> _Texto seleccionado_:

==*==

Revisar la historia de los imperios plantea tanto preguntas como advertencias y, además, puede ser esencial para entender la elaboración de las políticas contemporáneas.

In the Shadow of the Gods: The Emperor in World History

Dominic Lieven

Oxford University Press, 2022

En el número de enero/marzo de la revista Russia in Global Affairs, Dominic Lieven concedió una entrevista titulada “Rusia y el resto del mundo se encaminan a una tormenta”. En ella señalaba que “el imperio forma parte de la historia y la identidad rusas. Lo mismo ocurre, por ejemplo, con China y los ingleses. Pero es mucho más difícil desprenderse de un imperio terrestre contiguo que de un imperio marítimo que abarca varios océanos, tanto por motivos psicológicos como por motivos prácticos. El viejo dicho de que “los ingleses tenían un imperio, pero Rusia era un imperio” tenía algo de cierto. Es más difícil desprenderse de algo que se es que de algo que se posee. Dicho esto, una razón importante de que triunfara el Brexit fue la nostalgia inglesa por la época en la que el león daba golpes con la cola y el resto del mundo enmudecía de asombro”.

Para entender la errónea interpretación que ha hecho Estados Unidos de la situación internacional en los últimos años, Lieven sostiene que “en cierto modo, desde finales del siglo XVIII, las principales potencias del mundo han sido anglófonas: primero los británicos y los estadounidenses y luego, a partir de 1945, los estadounidenses al frente de un bloque cuyo núcleo fundamental seguía estando formado por aliados de habla inglesa. Hasta cierto punto, las guerras revolucionarias y napoleónicas, las dos guerras mundiales y la Guerra Fría fueron intentos fracasados (con un coste enorme) de acabar con la hegemonía anglófona. Visto desde Londres y Tokio (las dos ciudades en las que vivo), da la impresión de que los elementos que sustentan esa hegemonía están desapareciendo cada día".

Dominic Lieven es uno de los historiadores más respetados de hoy en día, y In the Shadow of the Gods: The Emperor in World History no decepcionará a sus lectores. Por qué, se preguntarán, revisar la historia de los imperios (europeo, chino, indio, de Oriente Medio). “Las analogías históricas no dan respuestas, pero sí plantean preguntas y hacen advertencias. En cualquier caso, los países y sus dirigentes se guían, en parte, por la memoria histórica y los mitos nacionales, de modo que el conocimiento histórico es esencial para comprender la elaboración de las políticas contemporáneas.

==*==

> _Información proporcionada_:

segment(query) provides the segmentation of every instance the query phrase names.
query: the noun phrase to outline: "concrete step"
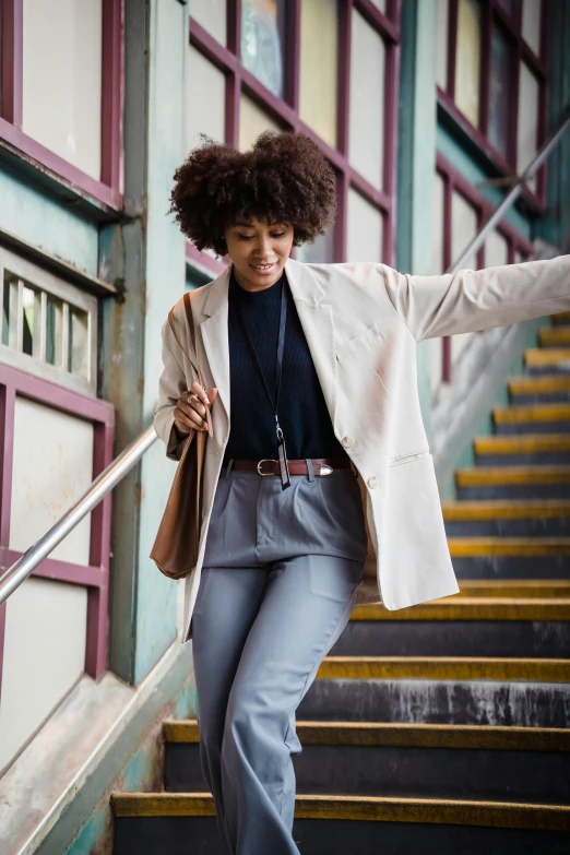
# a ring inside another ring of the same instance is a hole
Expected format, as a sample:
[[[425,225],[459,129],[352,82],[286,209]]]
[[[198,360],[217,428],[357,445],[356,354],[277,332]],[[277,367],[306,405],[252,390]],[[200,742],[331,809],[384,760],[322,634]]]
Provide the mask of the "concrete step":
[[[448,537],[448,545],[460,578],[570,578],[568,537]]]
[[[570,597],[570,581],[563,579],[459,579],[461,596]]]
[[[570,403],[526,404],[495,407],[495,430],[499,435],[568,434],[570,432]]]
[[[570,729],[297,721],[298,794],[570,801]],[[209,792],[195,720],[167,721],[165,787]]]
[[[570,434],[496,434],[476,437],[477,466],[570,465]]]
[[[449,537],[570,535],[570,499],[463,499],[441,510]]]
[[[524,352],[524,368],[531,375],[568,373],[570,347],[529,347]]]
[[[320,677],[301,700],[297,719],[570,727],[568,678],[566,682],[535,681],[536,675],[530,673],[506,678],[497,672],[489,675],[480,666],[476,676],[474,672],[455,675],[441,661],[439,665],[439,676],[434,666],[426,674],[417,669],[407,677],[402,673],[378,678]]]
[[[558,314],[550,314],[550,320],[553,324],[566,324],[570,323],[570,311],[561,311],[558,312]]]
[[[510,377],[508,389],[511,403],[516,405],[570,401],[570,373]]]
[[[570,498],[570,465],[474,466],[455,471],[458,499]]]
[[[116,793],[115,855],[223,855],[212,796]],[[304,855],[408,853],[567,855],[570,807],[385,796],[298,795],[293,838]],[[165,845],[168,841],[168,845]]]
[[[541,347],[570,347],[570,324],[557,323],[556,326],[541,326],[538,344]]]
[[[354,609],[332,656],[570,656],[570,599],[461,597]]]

==*==

Condensa el texto en exactamente dos oraciones.

Dominic Lieven, uno de los historiadores más respetados de hoy en día y autor de In the Shadow of the Gods: The Emperor in World History, sostiene que el imperio forma parte de la historia y la identidad rusas y que es más difícil desprenderse de un imperio terrestre contiguo que de uno marítimo. Además, afirma que desde finales del siglo XVIII las principales potencias del mundo han sido anglófonas, que los elementos que sustentan esa hegemonía parecen estar desapareciendo y que el conocimiento histórico es esencial para comprender la elaboración de las políticas contemporáneas.